RECORDS TO PROCESS.
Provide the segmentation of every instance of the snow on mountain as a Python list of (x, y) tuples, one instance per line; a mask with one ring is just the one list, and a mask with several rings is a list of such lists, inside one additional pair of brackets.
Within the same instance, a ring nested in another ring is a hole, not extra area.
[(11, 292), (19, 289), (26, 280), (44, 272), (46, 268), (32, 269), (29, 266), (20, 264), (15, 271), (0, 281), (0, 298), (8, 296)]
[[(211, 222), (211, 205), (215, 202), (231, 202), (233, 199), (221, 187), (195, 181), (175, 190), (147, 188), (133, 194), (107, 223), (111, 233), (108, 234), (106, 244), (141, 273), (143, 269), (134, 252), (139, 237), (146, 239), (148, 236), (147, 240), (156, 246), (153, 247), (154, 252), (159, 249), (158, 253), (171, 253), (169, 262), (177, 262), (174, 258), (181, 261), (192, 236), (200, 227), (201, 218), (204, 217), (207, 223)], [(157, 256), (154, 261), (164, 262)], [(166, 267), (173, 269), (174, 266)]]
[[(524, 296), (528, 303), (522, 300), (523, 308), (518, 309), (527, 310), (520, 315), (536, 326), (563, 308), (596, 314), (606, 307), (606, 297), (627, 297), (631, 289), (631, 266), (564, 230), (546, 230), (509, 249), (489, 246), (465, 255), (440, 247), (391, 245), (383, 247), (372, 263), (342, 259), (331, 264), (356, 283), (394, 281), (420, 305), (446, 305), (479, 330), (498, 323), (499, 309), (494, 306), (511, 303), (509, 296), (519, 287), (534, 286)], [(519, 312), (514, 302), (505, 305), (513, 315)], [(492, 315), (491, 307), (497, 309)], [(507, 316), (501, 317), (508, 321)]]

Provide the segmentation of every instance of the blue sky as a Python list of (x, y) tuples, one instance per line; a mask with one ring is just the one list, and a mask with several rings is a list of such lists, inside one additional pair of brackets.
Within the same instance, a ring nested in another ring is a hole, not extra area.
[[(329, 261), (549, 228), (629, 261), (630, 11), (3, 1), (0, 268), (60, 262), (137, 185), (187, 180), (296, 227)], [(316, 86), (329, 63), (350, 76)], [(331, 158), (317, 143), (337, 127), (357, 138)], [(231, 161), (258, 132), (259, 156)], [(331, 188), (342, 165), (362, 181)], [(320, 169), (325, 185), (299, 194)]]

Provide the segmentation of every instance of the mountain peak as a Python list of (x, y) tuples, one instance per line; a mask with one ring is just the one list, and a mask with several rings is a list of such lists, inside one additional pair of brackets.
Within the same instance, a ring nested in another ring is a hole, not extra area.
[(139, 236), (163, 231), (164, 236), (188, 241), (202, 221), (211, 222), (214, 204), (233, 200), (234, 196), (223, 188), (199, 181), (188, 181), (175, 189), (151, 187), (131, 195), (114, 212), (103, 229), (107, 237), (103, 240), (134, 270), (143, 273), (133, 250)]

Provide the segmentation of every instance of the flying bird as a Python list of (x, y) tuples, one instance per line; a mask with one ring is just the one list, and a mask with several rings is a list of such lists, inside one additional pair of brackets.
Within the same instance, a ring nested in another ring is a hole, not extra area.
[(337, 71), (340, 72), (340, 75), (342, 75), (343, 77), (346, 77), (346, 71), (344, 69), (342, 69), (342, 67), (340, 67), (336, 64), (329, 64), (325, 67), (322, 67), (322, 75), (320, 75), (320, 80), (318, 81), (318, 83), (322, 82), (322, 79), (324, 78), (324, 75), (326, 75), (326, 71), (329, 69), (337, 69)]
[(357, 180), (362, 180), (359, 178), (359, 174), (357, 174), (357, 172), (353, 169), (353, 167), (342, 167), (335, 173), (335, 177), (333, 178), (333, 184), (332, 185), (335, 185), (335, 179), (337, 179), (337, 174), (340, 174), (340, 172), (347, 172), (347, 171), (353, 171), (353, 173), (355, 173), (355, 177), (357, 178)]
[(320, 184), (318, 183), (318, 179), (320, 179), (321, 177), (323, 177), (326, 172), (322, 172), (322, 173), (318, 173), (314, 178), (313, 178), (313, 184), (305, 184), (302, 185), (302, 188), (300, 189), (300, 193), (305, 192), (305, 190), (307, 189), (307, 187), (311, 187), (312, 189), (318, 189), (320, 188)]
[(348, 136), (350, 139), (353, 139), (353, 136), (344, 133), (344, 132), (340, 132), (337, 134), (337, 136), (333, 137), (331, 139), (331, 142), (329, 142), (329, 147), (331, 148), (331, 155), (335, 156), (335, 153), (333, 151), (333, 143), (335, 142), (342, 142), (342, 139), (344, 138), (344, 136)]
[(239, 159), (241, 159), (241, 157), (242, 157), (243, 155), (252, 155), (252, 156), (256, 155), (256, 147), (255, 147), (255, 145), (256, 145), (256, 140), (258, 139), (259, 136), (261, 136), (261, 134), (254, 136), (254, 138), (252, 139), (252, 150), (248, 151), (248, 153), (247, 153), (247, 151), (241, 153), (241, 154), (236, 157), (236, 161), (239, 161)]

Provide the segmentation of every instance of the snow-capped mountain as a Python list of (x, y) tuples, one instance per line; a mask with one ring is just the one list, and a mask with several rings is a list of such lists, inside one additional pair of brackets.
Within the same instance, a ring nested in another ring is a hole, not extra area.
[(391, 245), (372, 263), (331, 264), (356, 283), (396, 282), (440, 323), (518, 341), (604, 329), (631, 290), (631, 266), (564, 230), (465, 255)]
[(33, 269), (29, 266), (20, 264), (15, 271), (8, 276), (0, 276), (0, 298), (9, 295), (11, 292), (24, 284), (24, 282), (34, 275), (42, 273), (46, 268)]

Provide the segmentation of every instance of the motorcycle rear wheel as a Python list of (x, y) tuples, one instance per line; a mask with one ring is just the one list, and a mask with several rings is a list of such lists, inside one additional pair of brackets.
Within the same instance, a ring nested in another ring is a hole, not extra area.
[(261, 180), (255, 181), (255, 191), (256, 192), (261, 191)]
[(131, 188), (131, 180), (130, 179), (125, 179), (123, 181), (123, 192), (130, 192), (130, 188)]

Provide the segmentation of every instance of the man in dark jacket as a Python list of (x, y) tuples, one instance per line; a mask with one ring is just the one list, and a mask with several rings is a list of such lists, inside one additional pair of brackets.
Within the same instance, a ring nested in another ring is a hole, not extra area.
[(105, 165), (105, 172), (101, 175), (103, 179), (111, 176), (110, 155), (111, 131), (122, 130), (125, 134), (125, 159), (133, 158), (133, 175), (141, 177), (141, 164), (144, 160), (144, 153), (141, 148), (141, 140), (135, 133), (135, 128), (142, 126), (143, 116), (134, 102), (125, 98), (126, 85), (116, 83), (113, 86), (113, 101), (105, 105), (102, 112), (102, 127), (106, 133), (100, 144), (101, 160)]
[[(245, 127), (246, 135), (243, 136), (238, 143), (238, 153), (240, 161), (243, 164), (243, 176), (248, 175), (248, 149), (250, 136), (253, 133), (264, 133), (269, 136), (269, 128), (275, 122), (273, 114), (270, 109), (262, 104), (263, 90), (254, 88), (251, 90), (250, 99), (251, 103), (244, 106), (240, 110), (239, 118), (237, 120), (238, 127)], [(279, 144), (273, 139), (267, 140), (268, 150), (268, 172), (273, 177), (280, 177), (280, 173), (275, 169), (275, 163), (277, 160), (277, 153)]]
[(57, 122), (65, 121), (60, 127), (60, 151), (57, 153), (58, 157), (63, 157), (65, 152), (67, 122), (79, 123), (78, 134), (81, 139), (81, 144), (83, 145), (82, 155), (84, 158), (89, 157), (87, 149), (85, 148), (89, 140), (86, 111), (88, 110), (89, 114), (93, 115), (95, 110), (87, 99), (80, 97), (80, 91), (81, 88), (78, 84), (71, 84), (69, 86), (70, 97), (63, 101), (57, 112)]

GOAL. Update the lines of data from the line with "Provide the segmentation of every instance of the flying" up to and including the line with "138), (344, 136)]", swapping "hole" for "gap" and leaving everything else unchanged. Give back only those lines.

WRITTEN REPLY.
Provide the segmentation of every instance of the flying bird as a Python list of (x, y) tuples, one instance per line; a mask with one ring is just the one list, and a mask with several rings is a list of such lists, inside one additional pair of brackets.
Within the same instance, a ring nested in another ring is a gap, not extra area.
[(337, 71), (340, 72), (340, 75), (342, 75), (343, 77), (346, 77), (346, 71), (344, 69), (342, 69), (342, 67), (340, 67), (336, 64), (329, 64), (325, 67), (322, 67), (322, 75), (320, 75), (320, 80), (318, 81), (318, 83), (322, 82), (322, 79), (324, 78), (324, 75), (326, 75), (326, 71), (329, 69), (337, 69)]
[(357, 180), (362, 180), (359, 178), (359, 174), (357, 174), (357, 172), (353, 169), (353, 167), (342, 167), (335, 173), (335, 177), (333, 178), (333, 184), (332, 185), (335, 185), (335, 179), (337, 179), (337, 174), (340, 174), (340, 172), (347, 172), (347, 171), (353, 171), (353, 173), (355, 173), (355, 177), (357, 178)]
[(320, 184), (318, 183), (318, 179), (320, 179), (321, 177), (323, 177), (326, 172), (322, 172), (322, 173), (318, 173), (314, 178), (313, 178), (313, 184), (305, 184), (302, 185), (302, 188), (300, 189), (300, 193), (305, 192), (305, 190), (307, 189), (307, 187), (311, 187), (312, 189), (318, 189), (320, 188)]
[(348, 136), (350, 139), (353, 139), (353, 136), (344, 133), (344, 132), (340, 132), (337, 134), (337, 136), (333, 137), (331, 139), (331, 142), (329, 142), (329, 147), (331, 148), (331, 155), (335, 156), (335, 153), (333, 151), (333, 143), (335, 142), (342, 142), (342, 139), (344, 138), (344, 136)]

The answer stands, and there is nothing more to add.